● EXTRAIT À LIRE
--------------------------------

11 novembre 2020 - Hommage à tous les « Morts pour la France » Journée nationale de commémoration de la Victoire et de Paix
La cérémonie du 11 novembre a eu lieu cette année, devant le monument des morts au sein de notre cimetière, en présence de notre maire, Pascal Hamon, accompagné de Jean-Noël Barrot, député des Yvelines, et d’Anne Grignon, présidente de la CCHVC et maire de Lévis Saint-Nom, le Père Jean-Brice Callery, Jocelyne Bellon et plusieurs membres du Conseil Municipal.
Après un mot d’introduction par le maire, Jocelyne Bellon a lu un texte très émouvant extrait du livre « Pilote de guerre » par Antoine de Saint-Exupéry. Ensuite notre maire a lu l’hommage écrit par Geneviève Darrieussecq, ministre délégué auprès de la ministre des Armées, et a rendu hommage aux 20 soldats morts pour la France en 2020 et les 16 Milonais morts pour la France en 1914-1918 et 1939-1945. Vous avez peut-être entendu la Marseillaise résonner dans notre belle vallée pour conclure.
Nous étions, à regret, privés de votre présence, voici donc quelques photos et le texte lu par Jocelyne, pour partager avec vous cette belle cérémonie.

--------------------------------

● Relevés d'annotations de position
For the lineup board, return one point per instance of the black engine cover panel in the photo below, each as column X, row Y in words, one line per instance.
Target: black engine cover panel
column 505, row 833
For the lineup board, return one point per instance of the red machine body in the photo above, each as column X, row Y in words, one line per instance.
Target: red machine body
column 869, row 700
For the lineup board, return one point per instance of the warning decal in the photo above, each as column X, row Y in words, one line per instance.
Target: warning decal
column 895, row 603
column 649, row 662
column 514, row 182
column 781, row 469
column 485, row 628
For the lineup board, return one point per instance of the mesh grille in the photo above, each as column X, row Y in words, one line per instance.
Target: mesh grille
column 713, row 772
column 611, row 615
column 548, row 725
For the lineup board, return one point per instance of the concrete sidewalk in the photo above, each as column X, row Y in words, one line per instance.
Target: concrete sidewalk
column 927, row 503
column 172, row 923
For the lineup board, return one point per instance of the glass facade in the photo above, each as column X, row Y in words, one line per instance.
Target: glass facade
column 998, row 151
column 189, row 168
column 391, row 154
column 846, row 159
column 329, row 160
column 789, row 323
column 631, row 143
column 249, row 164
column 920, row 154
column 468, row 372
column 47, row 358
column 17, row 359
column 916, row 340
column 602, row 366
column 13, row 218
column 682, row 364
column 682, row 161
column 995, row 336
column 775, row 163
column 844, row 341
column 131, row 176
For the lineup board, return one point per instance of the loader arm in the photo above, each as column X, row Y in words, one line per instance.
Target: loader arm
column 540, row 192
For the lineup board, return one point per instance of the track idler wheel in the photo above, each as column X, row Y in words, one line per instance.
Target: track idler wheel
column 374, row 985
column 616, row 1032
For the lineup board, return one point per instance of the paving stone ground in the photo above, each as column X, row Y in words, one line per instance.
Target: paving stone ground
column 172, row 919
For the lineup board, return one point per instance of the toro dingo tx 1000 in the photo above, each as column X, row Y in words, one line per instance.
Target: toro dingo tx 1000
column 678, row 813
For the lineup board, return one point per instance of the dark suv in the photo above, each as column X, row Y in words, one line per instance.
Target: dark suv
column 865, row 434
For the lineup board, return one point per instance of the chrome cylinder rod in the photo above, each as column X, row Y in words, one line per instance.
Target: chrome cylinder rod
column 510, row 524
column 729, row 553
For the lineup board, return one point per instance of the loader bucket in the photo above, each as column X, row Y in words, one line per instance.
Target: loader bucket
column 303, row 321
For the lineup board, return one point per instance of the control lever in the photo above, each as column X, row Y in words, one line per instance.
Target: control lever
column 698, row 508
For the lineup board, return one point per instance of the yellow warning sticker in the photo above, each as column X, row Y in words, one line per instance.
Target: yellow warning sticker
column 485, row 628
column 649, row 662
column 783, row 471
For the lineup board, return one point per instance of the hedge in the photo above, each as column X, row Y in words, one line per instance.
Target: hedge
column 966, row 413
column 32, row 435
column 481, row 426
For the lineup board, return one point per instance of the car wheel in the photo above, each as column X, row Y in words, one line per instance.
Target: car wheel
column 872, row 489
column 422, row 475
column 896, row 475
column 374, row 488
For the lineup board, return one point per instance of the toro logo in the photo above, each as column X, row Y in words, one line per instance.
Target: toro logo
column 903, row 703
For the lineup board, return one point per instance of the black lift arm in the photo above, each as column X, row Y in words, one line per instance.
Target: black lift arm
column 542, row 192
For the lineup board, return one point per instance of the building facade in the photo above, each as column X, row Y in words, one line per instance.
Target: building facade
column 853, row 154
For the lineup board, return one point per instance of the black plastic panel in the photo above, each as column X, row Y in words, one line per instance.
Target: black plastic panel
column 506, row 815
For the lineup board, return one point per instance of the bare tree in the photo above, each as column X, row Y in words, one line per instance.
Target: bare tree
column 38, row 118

--------------------------------

● VOS TÂCHES
1. Recopiez mot pour mot le passage du texte sur la cérémonie du 11 novembre, en commençant par « Après un mot » et en poursuivant jusqu'à « cette belle cérémonie. ».
2. Rédigez la suite du texte consacré à la commémoration du 11 novembre, à partir de sa dernière phrase.

● RÉPONSES
1.
Après un mot d’introduction par le maire, Jocelyne Bellon a lu un texte très émouvant extrait du livre « Pilote de guerre » par Antoine de Saint-Exupéry. Ensuite notre maire a lu l’hommage écrit par Geneviève Darrieussecq, ministre délégué auprès de la ministre des Armées, et a rendu hommage aux 20 soldats morts pour la France en 2020 et les 16 Milonais morts pour la France en 1914-1918 et 1939-1945. Vous avez peut-être entendu la Marseillaise résonner dans notre belle vallée pour conclure.
Nous étions, à regret, privés de votre présence, voici donc quelques photos et le texte lu par Jocelyne, pour partager avec vous cette belle cérémonie.

2.
C’est comme si
texte lu par Jocelyne Bellon
"Je me sens découragé jusqu’à la moelle par ce délabrement universel. Mais comme il me paraît inutile de faire sauter, bientôt, l’un de mes moteurs, j’exerce contre la manette de gauche une nouvelle pesée. Dans mon dégoût, j’exagère l’effort. Puis j’abandonne. Cet effort m’a coûté une nouvelle pointe au cœur. Décidément l’homme n’est pas bâti pour faire de la culture physique à dix mille mètres d’altitude. Cette pointe est une douleur en sourdine, une sorte de conscience locale bizarrement réveillée dans la nuit des organes.
Les moteurs sauteront s’ils le veulent. Moi je m’efforce de respirer. Il me semble que je ne respirerais plus si je me laissais distraire. Je me souviens des soufflets d’autrefois à l’aide desquels on ranimait le feu. Je ranime mon feu. Je voudrais le décider à « prendre ».
Qu’ai-je abîmé d’irréparable ? A dix mille mètres un effort physique un peu rude peut entraîner un déchirement des muscles du cœur. C’est très fragile, un cœur. Ça doit servir longtemps. Il est absurde de le compromettre pour des travaux aussi grossiers. C’est comme si l’on brûlait des diamants pour cuire une pomme.
C’est comme si l’on brûlait tous les villages du Nord sans retarder par leur destruction, ne fût-ce que d’une demi-journée, l’avance allemande. Et cependant cette provision de villages, ces vieilles églises, ces vieilles maisons, et toute leur cargaison de souvenirs, et leurs beaux parquets de noyer verni, et le beau linge de leurs armoires, et les dentelles de leurs fenêtres, qui avaient servi, jusqu’à aujourd’hui, sans s’abîmer, voici que, de Dunkerque à l’Alsace je les vois qui brûlent.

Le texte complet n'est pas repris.